REQUIRED WORK
A) Repeat the part of the Norhafiz Zamani profile from "Managerial career" to "footballer (born 1981)".
B) According to the Norhafiz Zamani profile, which compatriot has he been compared to?

PROVIDED TEXT
++++++++

Norhafiz Zamani Misbah
- Norhafiz Zamani Misbah

Personal information
- Full name: Norhafiz Zamani Bin Misbah
- Date of birth: 15 July 1981 (age 45)
- Place of birth: Malacca, Malaysia
- Height: 1.73 m (5 ft 8 in)
- Position: Centre-back

Team information
- Current team: Mokhtar Dahari Academy (assistant coach)

Youth career
- 1995–1998: Negeri Sembilan
- 1999: Malaysia U-19

Senior career*
- Years: Team / Apps / (Gls)
- 2000–2004: Negeri Sembilan
- 2005–2008: Pahang
- 2009–2010: KL PLUS FC
- 2011–2014: Negeri Sembilan
- 2015–2017: Kelantan / 46 / (0)
- 2018: Penang / 19 / (0)
- 2019–2020: Negeri Sembilan / 11 / (0)

International career^{‡}
- 2001–2012: Malaysia / 66 / (2)

Managerial career
- 2021–: Mokhtar Dahari Academy (assistant coach)

Medal record

Malaysia under-23

Malaysia

= Norhafiz Zamani =

Malaysian footballer (born 1981)

Norhafiz Zamani bin Misbah (born 15 July 1981) is a Malaysian professional football coach and former player who played as a centre-back. He is a former member of the Malaysia national team. With a calm character and good at controlling the situation in the penalty box, have led him to be compared to compatriot Soh Chin Ann.

==Club career==

===Negeri Sembilan===
He made his first appearance in professional football with Negeri Sembilan in 2001.

++++++++

DATASET SECTION
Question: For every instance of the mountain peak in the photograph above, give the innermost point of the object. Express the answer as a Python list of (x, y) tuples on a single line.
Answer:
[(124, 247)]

++++++++

SOLVED PROBLEMS
A)
Managerial career
- 2021–: Mokhtar Dahari Academy (assistant coach)

Medal record

Malaysia under-23

Malaysia

= Norhafiz Zamani =

Malaysian footballer (born 1981)

B) Soh Chin Ann